[TEXTO FORNECIDO]
E o CDS, que votou ao lado do BE e do PCP, porque ficou indignado?

O CDS ficou incrédulo, acusando a esquerda de ter feito uma manobra de diversão para que tudo ficasse na mesma e não causasse “embaraço” ao Governo. É que, se não se aprovasse nada, ficava tudo na mesma, em favor do regime aprovado pelo Governo. “É uma pena e uma oportunidade perdida para que os gestores da Caixa voltassem a ter regras e limites nas suas remunerações”, disse a deputada Cecília Meireles no final da reunião da Comissão Parlamentar de Orçamento e Finanças, onde foi feita a votação. Ao Observador, Cecília Meireles adiantou ainda que, na votação desta manhã, o CDS ainda propôs que ao menos se votasse a revogação do regime de exceção de que goza a Caixa, mas “não houve consenso sequer para votar”. Segundo a deputada conservadora, “para PCP e BE ou era tudo ou nada, e por isso não se fez nada”.

O PSD avançou então que iria apresentar até ao final da semana uma proposta para acabar com a exceção existente atualmente para os administradores da Caixa. Ou seja, o PSD quer voltar ao regime antigo, que vigorava no anterior Governo, e que limitava o salário do novo presidente à média de salários praticada nos últimos três anos na profissão que desempenhava até aqui. “Era uma regra sã e era essa que gostaríamos que estivesse em vigor”, disse Duarte Pacheco.

Ou seja, nada feito, tudo na mesma. E os gestores do banco público continuam com os salários estipulados em função do mercado sem quaisquer tetos salariais.

BE diz que “assunto não fica encerrado”. E agora?

[TAREFA A FAZER] No texto sobre os salários dos gestores da Caixa, volta a escrever sem qualquer alteração o trecho entre "O PSD avançou" e "quaisquer tetos salariais.", inclusive.

[ITENS GUARDADOS]
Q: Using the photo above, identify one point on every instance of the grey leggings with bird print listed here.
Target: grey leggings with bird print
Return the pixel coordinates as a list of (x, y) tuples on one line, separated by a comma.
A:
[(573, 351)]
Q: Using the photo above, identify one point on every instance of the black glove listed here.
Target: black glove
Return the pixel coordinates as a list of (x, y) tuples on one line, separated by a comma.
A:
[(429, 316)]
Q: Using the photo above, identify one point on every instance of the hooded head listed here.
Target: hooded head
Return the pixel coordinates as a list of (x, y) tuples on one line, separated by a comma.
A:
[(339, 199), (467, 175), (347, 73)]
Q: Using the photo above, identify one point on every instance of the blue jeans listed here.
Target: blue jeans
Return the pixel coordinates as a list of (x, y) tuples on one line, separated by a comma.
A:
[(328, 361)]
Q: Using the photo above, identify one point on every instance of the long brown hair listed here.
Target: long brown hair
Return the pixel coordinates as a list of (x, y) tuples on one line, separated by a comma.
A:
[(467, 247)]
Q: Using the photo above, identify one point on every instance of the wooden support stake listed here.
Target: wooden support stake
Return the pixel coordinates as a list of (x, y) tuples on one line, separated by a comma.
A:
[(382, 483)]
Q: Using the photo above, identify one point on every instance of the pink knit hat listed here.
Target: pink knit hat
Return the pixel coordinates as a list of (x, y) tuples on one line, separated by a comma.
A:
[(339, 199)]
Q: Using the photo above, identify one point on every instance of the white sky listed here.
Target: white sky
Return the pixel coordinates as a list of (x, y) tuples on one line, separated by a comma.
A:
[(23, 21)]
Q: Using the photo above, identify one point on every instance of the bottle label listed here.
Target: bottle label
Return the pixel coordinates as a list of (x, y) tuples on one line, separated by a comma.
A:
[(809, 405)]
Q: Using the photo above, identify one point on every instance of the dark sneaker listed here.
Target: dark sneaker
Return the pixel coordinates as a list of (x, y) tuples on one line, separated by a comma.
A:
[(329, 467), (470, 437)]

[RESPOSTA COMPLETA]
O PSD avançou então que iria apresentar até ao final da semana uma proposta para acabar com a exceção existente atualmente para os administradores da Caixa. Ou seja, o PSD quer voltar ao regime antigo, que vigorava no anterior Governo, e que limitava o salário do novo presidente à média de salários praticada nos últimos três anos na profissão que desempenhava até aqui. “Era uma regra sã e era essa que gostaríamos que estivesse em vigor”, disse Duarte Pacheco.

Ou seja, nada feito, tudo na mesma. E os gestores do banco público continuam com os salários estipulados em função do mercado sem quaisquer tetos salariais.